▸ DIRECTION
Report every line of the records below that contains the word "face", copying each one in full.

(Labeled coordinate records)
%%

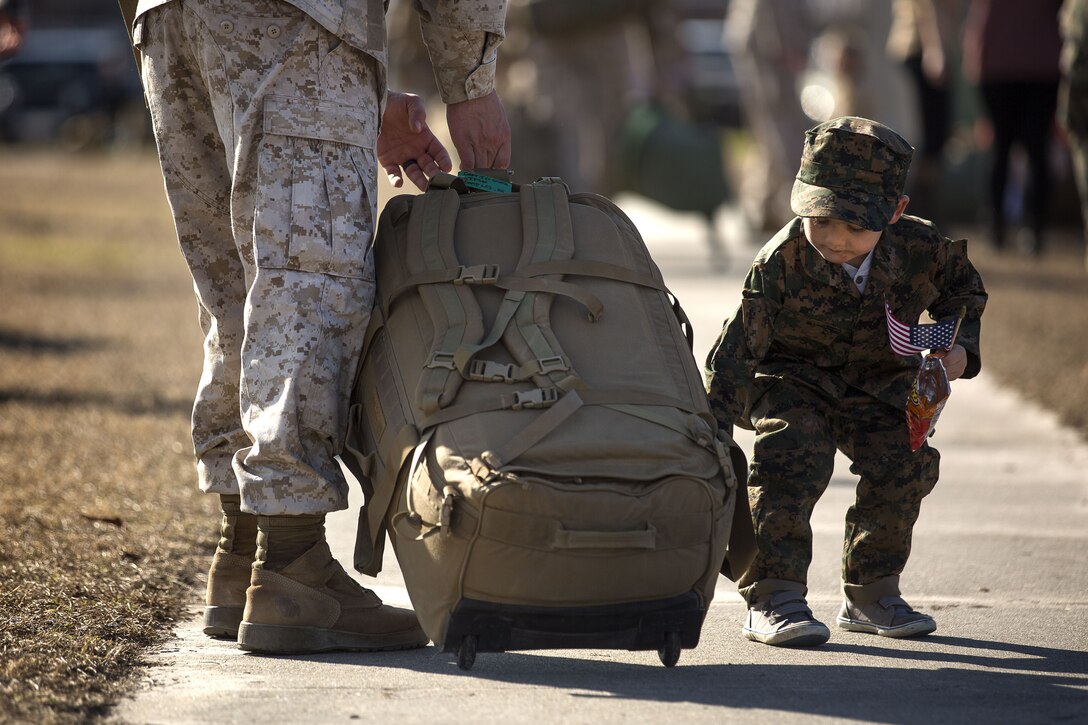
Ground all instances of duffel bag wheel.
[457,635,478,669]
[657,631,680,667]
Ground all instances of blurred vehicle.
[0,23,150,149]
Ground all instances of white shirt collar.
[842,247,876,293]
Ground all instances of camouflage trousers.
[738,381,940,600]
[134,0,380,515]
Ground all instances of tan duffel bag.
[344,170,747,668]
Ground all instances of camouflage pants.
[134,0,380,514]
[738,382,940,599]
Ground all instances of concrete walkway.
[113,194,1088,725]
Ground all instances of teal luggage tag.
[457,171,514,194]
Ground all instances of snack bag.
[906,353,952,451]
[885,300,967,451]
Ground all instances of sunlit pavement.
[114,197,1088,724]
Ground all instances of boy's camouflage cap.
[790,116,914,232]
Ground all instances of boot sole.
[744,625,831,647]
[205,606,244,639]
[238,622,431,654]
[837,617,937,639]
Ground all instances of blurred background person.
[725,0,815,236]
[888,0,964,225]
[0,0,30,61]
[964,0,1062,255]
[1058,0,1088,266]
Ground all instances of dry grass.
[0,149,212,722]
[0,149,1088,723]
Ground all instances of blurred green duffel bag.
[620,103,729,217]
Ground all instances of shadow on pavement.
[256,637,1088,723]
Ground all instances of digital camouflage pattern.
[136,0,507,103]
[737,381,940,588]
[790,116,914,232]
[706,216,986,430]
[133,0,504,515]
[706,216,986,587]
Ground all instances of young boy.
[707,118,986,647]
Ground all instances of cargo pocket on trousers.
[254,96,378,280]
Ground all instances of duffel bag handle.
[552,524,657,550]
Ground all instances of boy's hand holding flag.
[885,302,967,451]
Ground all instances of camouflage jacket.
[706,216,987,429]
[129,0,507,103]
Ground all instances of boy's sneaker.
[238,541,430,654]
[838,597,937,637]
[744,591,831,647]
[203,550,254,639]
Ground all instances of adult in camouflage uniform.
[132,0,509,652]
[1058,0,1088,265]
[707,116,986,646]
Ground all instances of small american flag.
[885,303,959,355]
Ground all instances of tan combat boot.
[203,494,257,639]
[238,540,429,654]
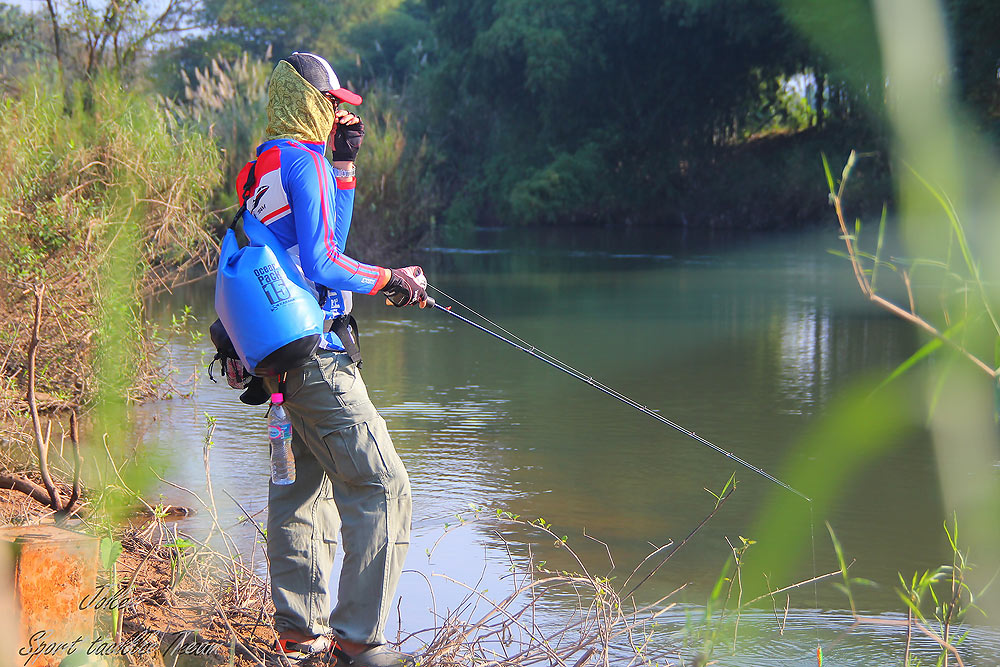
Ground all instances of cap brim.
[329,88,361,106]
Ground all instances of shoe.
[274,635,342,665]
[344,644,417,667]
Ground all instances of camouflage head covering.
[266,60,334,143]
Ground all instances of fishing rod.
[422,285,812,503]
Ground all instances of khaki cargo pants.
[265,351,411,644]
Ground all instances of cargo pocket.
[320,354,368,405]
[323,416,406,489]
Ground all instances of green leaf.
[820,153,836,196]
[872,204,886,292]
[100,537,122,570]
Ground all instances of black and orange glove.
[382,266,427,308]
[330,118,365,162]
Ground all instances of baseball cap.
[285,51,361,106]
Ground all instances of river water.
[140,228,1000,666]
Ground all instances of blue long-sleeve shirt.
[237,139,390,349]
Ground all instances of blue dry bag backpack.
[215,206,324,376]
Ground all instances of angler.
[212,53,427,667]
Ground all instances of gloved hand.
[330,111,365,162]
[382,266,427,308]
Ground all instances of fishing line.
[427,284,812,503]
[427,284,823,667]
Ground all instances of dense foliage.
[0,0,1000,232]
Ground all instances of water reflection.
[142,229,995,665]
[779,296,833,414]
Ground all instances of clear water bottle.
[267,394,295,484]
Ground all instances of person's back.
[230,53,427,667]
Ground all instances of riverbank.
[676,128,894,231]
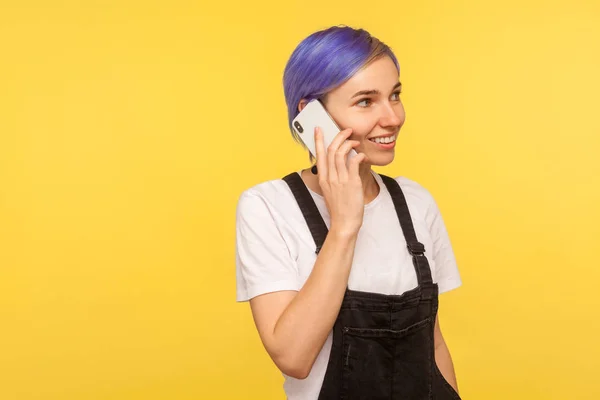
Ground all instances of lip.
[368,133,398,150]
[369,135,396,150]
[368,133,397,140]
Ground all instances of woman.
[236,26,461,400]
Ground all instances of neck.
[358,164,379,204]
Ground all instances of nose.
[379,102,404,128]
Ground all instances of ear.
[298,99,308,112]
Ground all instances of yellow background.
[0,0,600,400]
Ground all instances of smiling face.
[322,56,405,166]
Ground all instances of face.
[300,56,405,166]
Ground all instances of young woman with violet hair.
[236,26,461,400]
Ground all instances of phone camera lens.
[294,121,304,133]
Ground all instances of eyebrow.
[350,82,402,99]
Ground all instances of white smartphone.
[292,99,357,159]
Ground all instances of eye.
[356,98,371,108]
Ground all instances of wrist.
[328,224,360,241]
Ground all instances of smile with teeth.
[369,135,396,144]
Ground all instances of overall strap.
[283,172,329,254]
[379,174,433,286]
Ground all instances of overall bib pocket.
[340,318,433,400]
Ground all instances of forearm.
[273,229,357,376]
[435,341,458,393]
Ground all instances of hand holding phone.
[292,100,357,158]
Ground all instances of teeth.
[373,135,396,144]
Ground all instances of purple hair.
[283,25,400,144]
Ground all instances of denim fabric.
[284,173,460,400]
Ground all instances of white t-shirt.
[236,172,462,400]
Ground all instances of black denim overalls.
[283,172,460,400]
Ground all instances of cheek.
[344,115,377,141]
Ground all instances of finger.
[335,140,360,182]
[348,153,367,179]
[327,128,352,182]
[315,126,328,179]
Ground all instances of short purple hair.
[283,25,400,144]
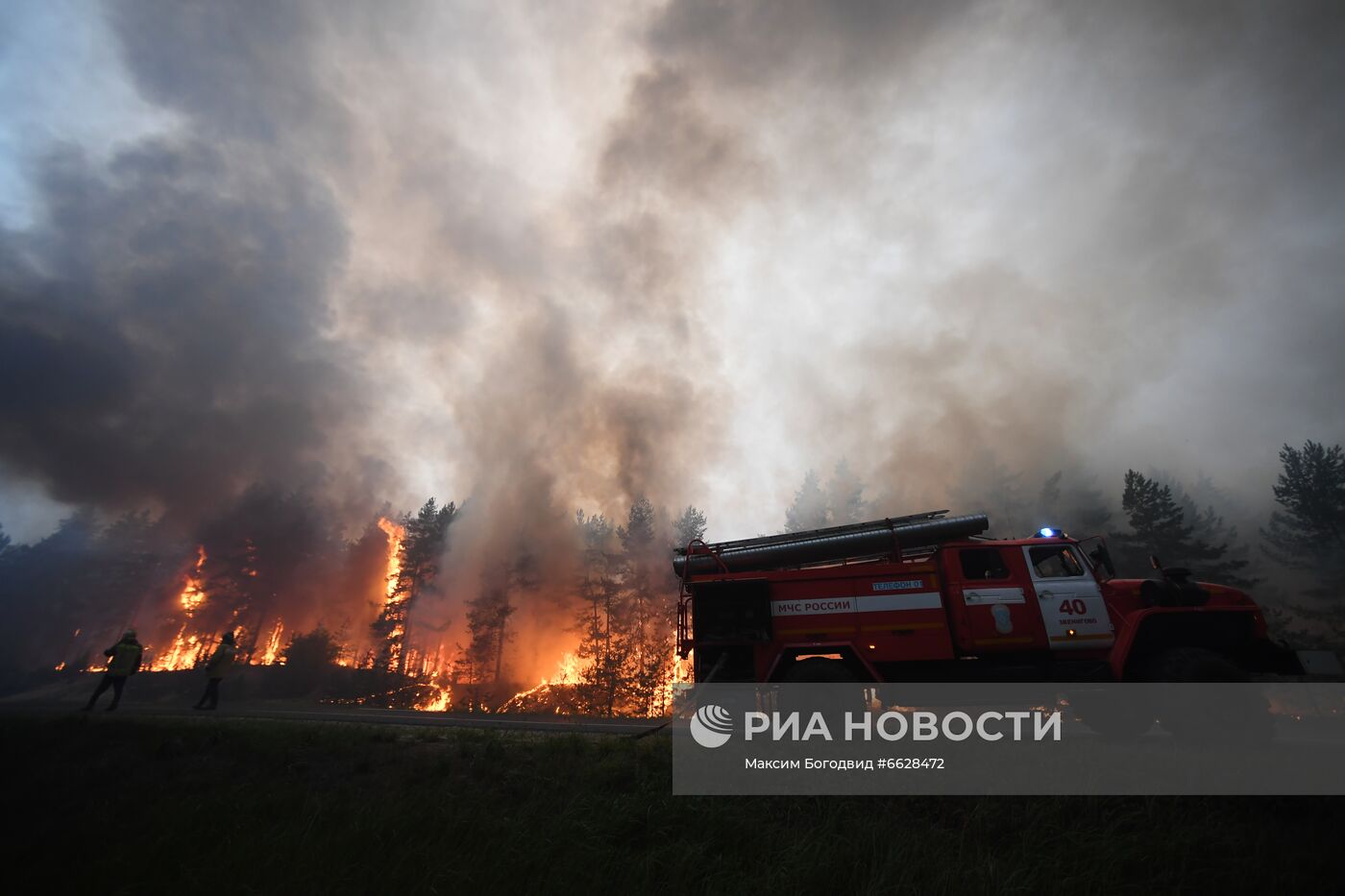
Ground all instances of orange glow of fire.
[378,517,406,603]
[148,623,206,671]
[416,682,453,713]
[178,545,206,618]
[499,651,584,713]
[252,618,285,666]
[378,517,406,671]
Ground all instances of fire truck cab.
[673,511,1304,682]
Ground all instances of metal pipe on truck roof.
[672,514,990,576]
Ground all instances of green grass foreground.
[0,717,1345,896]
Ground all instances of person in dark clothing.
[85,630,145,713]
[192,631,238,709]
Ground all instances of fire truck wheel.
[776,657,862,731]
[1144,647,1275,745]
[784,657,855,685]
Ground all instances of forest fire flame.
[68,517,690,715]
[378,517,406,671]
[149,545,208,671]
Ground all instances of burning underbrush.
[48,500,689,715]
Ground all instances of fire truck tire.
[1144,647,1275,745]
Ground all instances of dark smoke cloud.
[0,0,1345,669]
[0,140,353,513]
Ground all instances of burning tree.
[616,496,673,714]
[373,497,457,674]
[575,510,625,715]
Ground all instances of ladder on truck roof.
[672,510,990,578]
[672,510,990,659]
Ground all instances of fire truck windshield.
[1029,545,1084,578]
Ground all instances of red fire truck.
[672,510,1305,682]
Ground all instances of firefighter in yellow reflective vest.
[85,630,145,713]
[192,631,238,709]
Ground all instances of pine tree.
[1261,440,1345,597]
[826,457,868,526]
[784,470,828,531]
[616,496,672,713]
[672,504,706,547]
[1113,470,1228,578]
[373,497,457,674]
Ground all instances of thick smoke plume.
[0,0,1345,671]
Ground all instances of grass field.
[10,715,1345,896]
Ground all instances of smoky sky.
[0,0,1345,543]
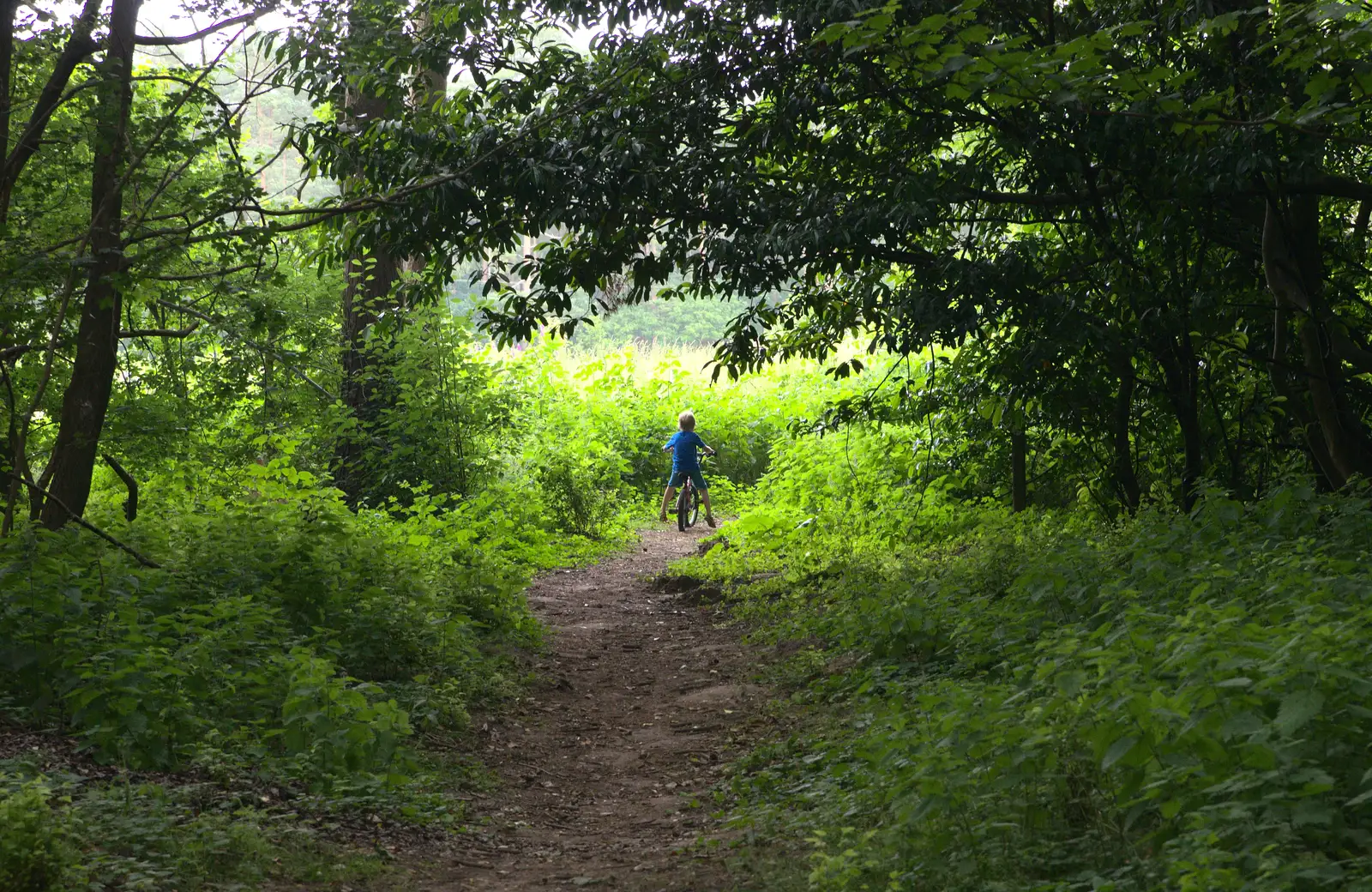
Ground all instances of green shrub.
[0,774,71,892]
[679,437,1372,890]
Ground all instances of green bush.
[679,432,1372,890]
[0,774,71,892]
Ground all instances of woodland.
[0,0,1372,892]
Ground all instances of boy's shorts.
[667,468,709,492]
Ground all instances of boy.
[657,410,715,527]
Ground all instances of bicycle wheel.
[677,480,695,533]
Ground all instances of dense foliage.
[8,0,1372,889]
[677,431,1372,889]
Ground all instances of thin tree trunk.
[39,0,140,530]
[334,0,400,505]
[0,0,101,232]
[1262,196,1372,489]
[1110,357,1140,515]
[1010,430,1029,515]
[0,0,19,169]
[1158,334,1205,510]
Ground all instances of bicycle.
[677,453,709,533]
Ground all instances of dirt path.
[421,528,763,892]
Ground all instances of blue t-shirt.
[663,431,705,471]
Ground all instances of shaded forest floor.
[414,528,766,892]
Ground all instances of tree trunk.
[1110,357,1140,515]
[39,0,140,530]
[1158,334,1205,510]
[1010,431,1029,515]
[1262,196,1372,489]
[0,0,100,232]
[334,0,400,506]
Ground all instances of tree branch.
[9,471,162,570]
[133,3,279,46]
[119,322,201,333]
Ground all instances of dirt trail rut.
[423,528,763,892]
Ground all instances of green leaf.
[1100,736,1139,768]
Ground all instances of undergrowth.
[675,435,1372,890]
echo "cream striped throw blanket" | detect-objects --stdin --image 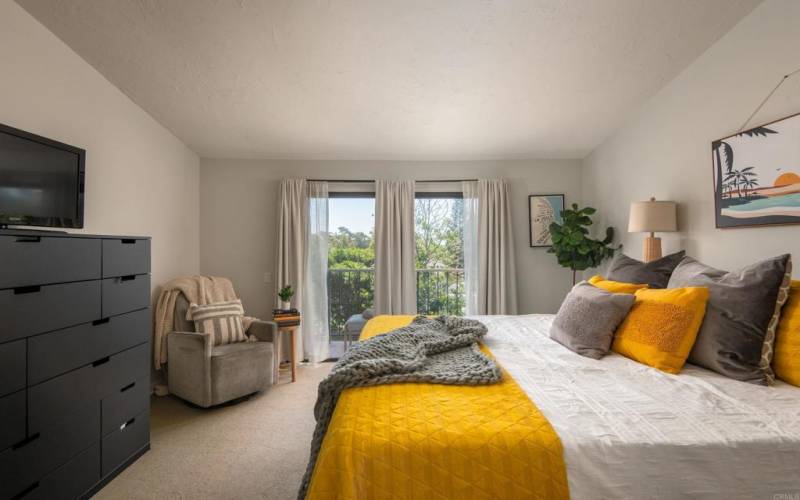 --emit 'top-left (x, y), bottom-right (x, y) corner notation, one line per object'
(186, 300), (247, 345)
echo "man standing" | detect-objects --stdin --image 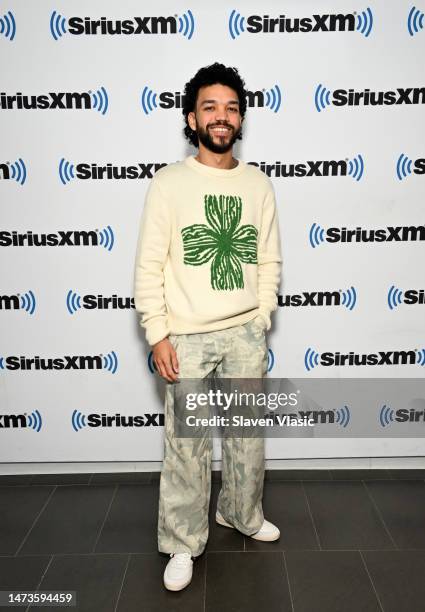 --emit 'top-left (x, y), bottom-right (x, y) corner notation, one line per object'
(134, 63), (281, 591)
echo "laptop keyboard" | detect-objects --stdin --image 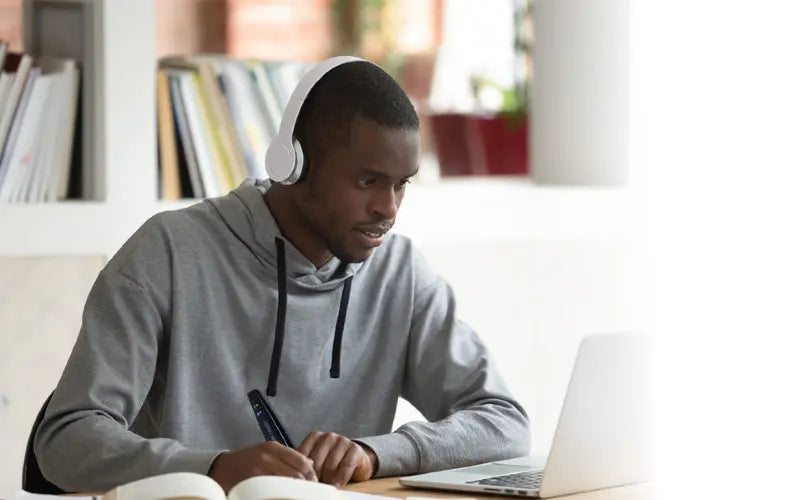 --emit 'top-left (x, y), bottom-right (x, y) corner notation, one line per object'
(470, 470), (544, 489)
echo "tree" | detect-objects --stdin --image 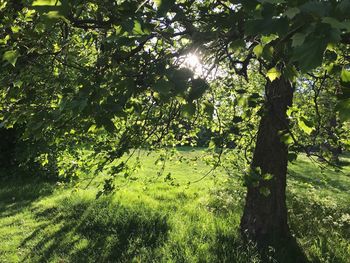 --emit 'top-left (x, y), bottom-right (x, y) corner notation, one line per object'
(0, 0), (350, 255)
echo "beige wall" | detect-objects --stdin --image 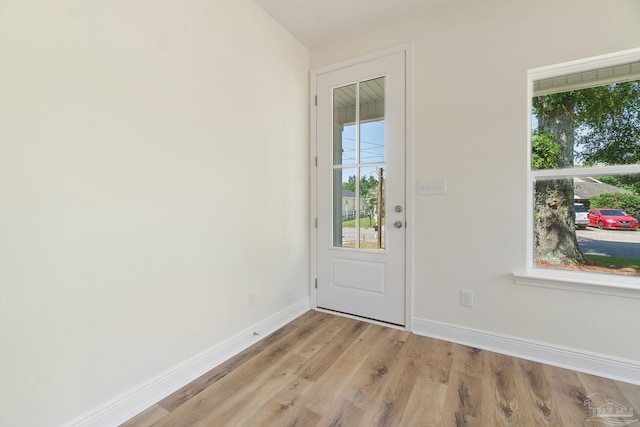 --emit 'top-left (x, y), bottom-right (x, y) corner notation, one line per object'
(0, 0), (309, 427)
(311, 0), (640, 361)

%%

▸ CORRECT RESPONSE
Ground all instances of smiling face.
Ground all instances of face.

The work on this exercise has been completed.